An identical copy of every entry below is the required output.
[[ Extracted data, beginning ]]
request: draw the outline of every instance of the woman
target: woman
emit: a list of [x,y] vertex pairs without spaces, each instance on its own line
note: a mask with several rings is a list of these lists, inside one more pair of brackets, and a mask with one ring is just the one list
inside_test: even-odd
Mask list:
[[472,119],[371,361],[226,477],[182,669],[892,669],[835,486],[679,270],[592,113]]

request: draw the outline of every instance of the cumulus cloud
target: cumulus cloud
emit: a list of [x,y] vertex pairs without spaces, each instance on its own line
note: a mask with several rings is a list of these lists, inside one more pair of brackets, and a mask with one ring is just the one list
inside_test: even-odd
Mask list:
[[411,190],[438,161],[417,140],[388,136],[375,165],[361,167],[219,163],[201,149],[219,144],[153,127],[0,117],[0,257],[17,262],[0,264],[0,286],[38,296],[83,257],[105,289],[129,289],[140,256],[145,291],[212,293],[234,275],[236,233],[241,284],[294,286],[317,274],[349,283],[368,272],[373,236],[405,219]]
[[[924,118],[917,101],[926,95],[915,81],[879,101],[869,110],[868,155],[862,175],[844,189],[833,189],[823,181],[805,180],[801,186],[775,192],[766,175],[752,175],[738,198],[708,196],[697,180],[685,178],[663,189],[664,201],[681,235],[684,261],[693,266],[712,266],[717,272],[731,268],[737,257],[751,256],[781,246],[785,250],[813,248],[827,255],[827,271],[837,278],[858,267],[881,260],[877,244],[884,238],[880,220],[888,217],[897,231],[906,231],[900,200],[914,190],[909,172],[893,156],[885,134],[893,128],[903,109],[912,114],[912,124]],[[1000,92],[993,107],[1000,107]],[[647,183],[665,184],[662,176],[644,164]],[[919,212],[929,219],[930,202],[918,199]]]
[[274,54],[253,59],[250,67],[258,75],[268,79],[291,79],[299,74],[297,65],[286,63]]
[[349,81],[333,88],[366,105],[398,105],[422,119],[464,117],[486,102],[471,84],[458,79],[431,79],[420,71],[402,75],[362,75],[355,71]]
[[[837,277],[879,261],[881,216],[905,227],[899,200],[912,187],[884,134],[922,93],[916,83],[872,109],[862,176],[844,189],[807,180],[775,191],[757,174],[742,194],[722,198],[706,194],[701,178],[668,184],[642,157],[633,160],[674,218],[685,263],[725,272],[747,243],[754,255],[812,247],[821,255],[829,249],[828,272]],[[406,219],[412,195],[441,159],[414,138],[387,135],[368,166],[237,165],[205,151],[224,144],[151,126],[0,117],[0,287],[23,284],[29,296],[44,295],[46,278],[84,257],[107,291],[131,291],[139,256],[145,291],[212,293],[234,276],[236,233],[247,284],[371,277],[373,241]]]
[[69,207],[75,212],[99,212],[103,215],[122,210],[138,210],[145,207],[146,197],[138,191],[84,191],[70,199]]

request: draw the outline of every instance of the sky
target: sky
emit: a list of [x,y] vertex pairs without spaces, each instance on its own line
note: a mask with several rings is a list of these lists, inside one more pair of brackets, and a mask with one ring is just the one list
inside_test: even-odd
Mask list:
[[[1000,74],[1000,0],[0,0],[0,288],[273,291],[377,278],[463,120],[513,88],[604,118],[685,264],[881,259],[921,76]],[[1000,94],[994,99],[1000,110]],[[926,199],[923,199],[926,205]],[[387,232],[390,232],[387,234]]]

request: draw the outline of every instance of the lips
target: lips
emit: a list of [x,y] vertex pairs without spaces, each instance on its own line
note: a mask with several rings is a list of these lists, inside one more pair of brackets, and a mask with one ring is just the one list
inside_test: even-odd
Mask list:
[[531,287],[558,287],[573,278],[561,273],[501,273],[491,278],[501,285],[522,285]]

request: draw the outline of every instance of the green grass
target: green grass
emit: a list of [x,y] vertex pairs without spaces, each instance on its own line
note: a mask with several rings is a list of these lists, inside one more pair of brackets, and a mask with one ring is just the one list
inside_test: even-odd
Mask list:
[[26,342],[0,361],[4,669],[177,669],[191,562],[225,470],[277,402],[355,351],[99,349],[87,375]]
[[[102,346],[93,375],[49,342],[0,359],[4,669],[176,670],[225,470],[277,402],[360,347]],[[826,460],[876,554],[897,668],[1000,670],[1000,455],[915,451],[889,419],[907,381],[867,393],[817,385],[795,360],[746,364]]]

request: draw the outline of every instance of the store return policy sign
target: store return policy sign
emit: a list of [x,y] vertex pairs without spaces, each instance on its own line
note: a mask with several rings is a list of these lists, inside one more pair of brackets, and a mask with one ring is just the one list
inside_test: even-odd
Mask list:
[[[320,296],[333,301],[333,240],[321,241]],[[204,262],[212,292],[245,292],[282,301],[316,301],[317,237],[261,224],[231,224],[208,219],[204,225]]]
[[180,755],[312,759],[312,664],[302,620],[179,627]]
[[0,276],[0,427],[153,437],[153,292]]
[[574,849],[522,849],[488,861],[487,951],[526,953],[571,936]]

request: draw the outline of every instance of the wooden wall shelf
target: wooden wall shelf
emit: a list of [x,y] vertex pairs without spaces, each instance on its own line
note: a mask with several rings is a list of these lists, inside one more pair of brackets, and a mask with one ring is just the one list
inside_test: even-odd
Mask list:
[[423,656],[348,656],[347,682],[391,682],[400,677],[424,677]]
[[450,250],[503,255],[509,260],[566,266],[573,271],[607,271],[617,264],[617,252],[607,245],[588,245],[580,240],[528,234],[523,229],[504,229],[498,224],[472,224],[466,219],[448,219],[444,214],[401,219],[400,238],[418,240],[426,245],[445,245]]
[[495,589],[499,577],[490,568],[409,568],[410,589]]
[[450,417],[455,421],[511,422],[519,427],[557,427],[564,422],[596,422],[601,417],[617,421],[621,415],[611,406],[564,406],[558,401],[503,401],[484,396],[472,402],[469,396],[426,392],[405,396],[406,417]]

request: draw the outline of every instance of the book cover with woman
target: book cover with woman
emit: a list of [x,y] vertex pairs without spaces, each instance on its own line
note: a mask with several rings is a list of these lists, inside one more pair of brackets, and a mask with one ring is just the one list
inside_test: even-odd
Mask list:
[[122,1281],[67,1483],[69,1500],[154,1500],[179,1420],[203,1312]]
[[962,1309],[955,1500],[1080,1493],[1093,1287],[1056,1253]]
[[ Extracted data, end ]]
● **Answer box**
request: draw the outline of every instance of the woman
target: woman
emit: a list of [x,y] vertex pairs without spaces, each instance on its own line
note: a mask with several rings is a list of these lists, inside one more pair of brackets, and a mask with one ring is just the one list
inside_test: even-odd
Mask list:
[[472,119],[371,361],[226,477],[182,669],[892,669],[835,486],[679,270],[592,113]]

request: draw the outline of every instance of the cumulus cloud
target: cumulus cloud
emit: a list of [x,y] vertex pairs without spaces, each instance on its own line
note: a mask with several rings is a list of these lists, inside one more pair of brackets, and a mask with one ring is just the one list
inside_test: even-odd
Mask list:
[[411,190],[438,161],[417,140],[388,136],[375,165],[361,167],[219,163],[201,149],[219,144],[153,127],[0,117],[0,257],[17,262],[0,264],[0,286],[38,296],[83,257],[105,289],[129,289],[140,256],[145,291],[212,293],[234,275],[236,233],[241,284],[294,286],[317,274],[349,283],[368,272],[373,236],[405,219]]
[[[924,118],[917,101],[926,95],[915,81],[879,101],[869,110],[868,155],[862,175],[844,189],[833,189],[823,181],[805,180],[801,186],[775,192],[766,175],[752,175],[738,198],[708,196],[697,180],[685,178],[663,189],[664,201],[681,235],[684,261],[693,266],[712,266],[717,272],[731,268],[737,257],[751,256],[781,246],[785,250],[813,248],[827,255],[827,271],[837,278],[858,267],[881,260],[877,244],[884,238],[880,220],[888,217],[897,231],[906,231],[900,200],[914,190],[909,172],[893,156],[885,134],[893,128],[903,109],[912,114],[912,124]],[[1000,92],[993,107],[1000,107]],[[647,183],[665,184],[662,176],[644,164]],[[919,212],[929,219],[930,202],[918,199]]]
[[274,54],[253,59],[250,67],[258,75],[268,79],[291,79],[299,74],[297,65],[286,63]]
[[349,81],[333,88],[366,105],[398,105],[422,119],[464,117],[486,102],[471,84],[458,79],[431,79],[420,71],[402,75],[362,75],[355,71]]
[[[837,277],[879,261],[881,216],[905,227],[899,200],[912,187],[884,134],[922,93],[916,83],[872,109],[862,176],[844,189],[807,180],[775,191],[757,174],[742,194],[722,198],[706,194],[701,178],[668,184],[642,157],[633,160],[674,218],[685,263],[725,272],[747,243],[754,255],[812,247],[821,255],[829,249],[828,272]],[[406,219],[412,195],[441,159],[414,138],[387,135],[368,166],[237,165],[205,151],[224,144],[151,126],[0,117],[0,287],[23,284],[29,296],[44,295],[46,278],[84,257],[107,291],[131,291],[139,256],[145,291],[212,293],[234,276],[236,233],[247,284],[371,277],[373,241]]]
[[69,207],[75,212],[99,212],[103,215],[122,210],[138,210],[145,207],[146,197],[138,191],[84,191],[70,199]]

request: draw the outline of every instance of the sky
target: sky
emit: a list of [x,y] vertex pairs without spaces, each instance on its own line
note: a mask with several rings is a list of these lists, inside one more pair of brackets, and a mask with one ring is just the one list
inside_test: even-odd
Mask list:
[[[1000,74],[1000,0],[0,0],[0,288],[273,291],[377,278],[463,120],[513,88],[604,118],[685,264],[881,259],[921,76]],[[1000,94],[994,99],[1000,110]],[[926,199],[923,199],[926,205]],[[387,232],[390,232],[387,234]]]

request: draw the outline of every instance of the lips
target: lips
emit: a list of [x,y] vertex pairs without spaces, each instance on its own line
note: a mask with several rings is a list of these lists, inside one more pair of brackets, and a mask with one ring is just the one list
inside_test: even-odd
Mask list:
[[531,287],[558,287],[573,278],[561,273],[501,273],[491,278],[501,285],[522,285]]

request: draw the outline of every instance of the green grass
target: green grass
emit: a list of [x,y] vertex pairs without spaces, each instance on its own line
note: a mask with several rings is a list of these lists, inside one more pair of brackets, and a mask with one ring is just the one list
inside_test: even-odd
Mask list:
[[26,342],[0,361],[4,669],[177,669],[191,562],[225,470],[277,402],[355,351],[99,349],[87,375]]
[[[102,346],[93,375],[49,342],[0,359],[4,669],[176,670],[225,470],[277,402],[360,347]],[[826,460],[876,554],[897,668],[1000,670],[1000,455],[915,451],[889,419],[907,381],[867,393],[817,385],[795,360],[746,364]]]

request: draw the outline of every instance of the store return policy sign
target: store return policy sign
emit: a list of [x,y] vertex pairs without spaces, each instance on its own line
note: a mask with several rings is a list of these lists, inside one more pair of brackets, and a mask with one ring is just the one list
inside_test: even-odd
Mask list:
[[[320,296],[333,301],[333,240],[321,241]],[[204,262],[212,292],[245,292],[282,301],[316,301],[317,237],[261,224],[231,224],[208,219],[204,225]]]
[[180,755],[312,759],[312,664],[302,620],[179,627]]
[[0,276],[0,427],[153,437],[153,292]]
[[574,849],[522,849],[488,861],[487,951],[526,953],[571,936]]

request: draw the outline of every instance of the wooden wall shelf
target: wooden wall shelf
emit: a list of [x,y] vertex pairs without spaces, each instance on its own line
note: a mask with several rings is a list of these lists, inside one more pair of brackets, and a mask with one ring is just the one list
inside_test: even-odd
Mask list:
[[423,656],[348,656],[347,682],[391,682],[400,677],[424,677]]
[[450,250],[503,255],[509,260],[566,266],[573,271],[607,271],[617,264],[617,252],[607,245],[588,245],[580,240],[528,234],[523,229],[504,229],[498,224],[472,224],[466,219],[448,219],[444,214],[401,219],[400,238],[418,240],[426,245],[445,245]]
[[495,589],[499,577],[490,568],[409,568],[410,589]]
[[450,417],[455,421],[511,422],[519,427],[557,427],[564,422],[596,422],[601,417],[617,421],[621,415],[611,406],[564,406],[558,401],[503,401],[484,396],[472,402],[469,396],[426,392],[405,396],[406,417]]

request: draw the outline of every instance of the book cover with woman
target: book cover with woman
emit: a list of [x,y] vertex pairs without spaces, each instance on its own line
note: a mask with several rings is a list of these lists, inside one more pair of brackets, and a mask with one ring is just the one list
inside_test: even-odd
Mask list:
[[122,1281],[67,1483],[69,1500],[154,1500],[179,1420],[203,1312]]
[[962,1309],[955,1500],[1080,1493],[1093,1287],[1056,1253]]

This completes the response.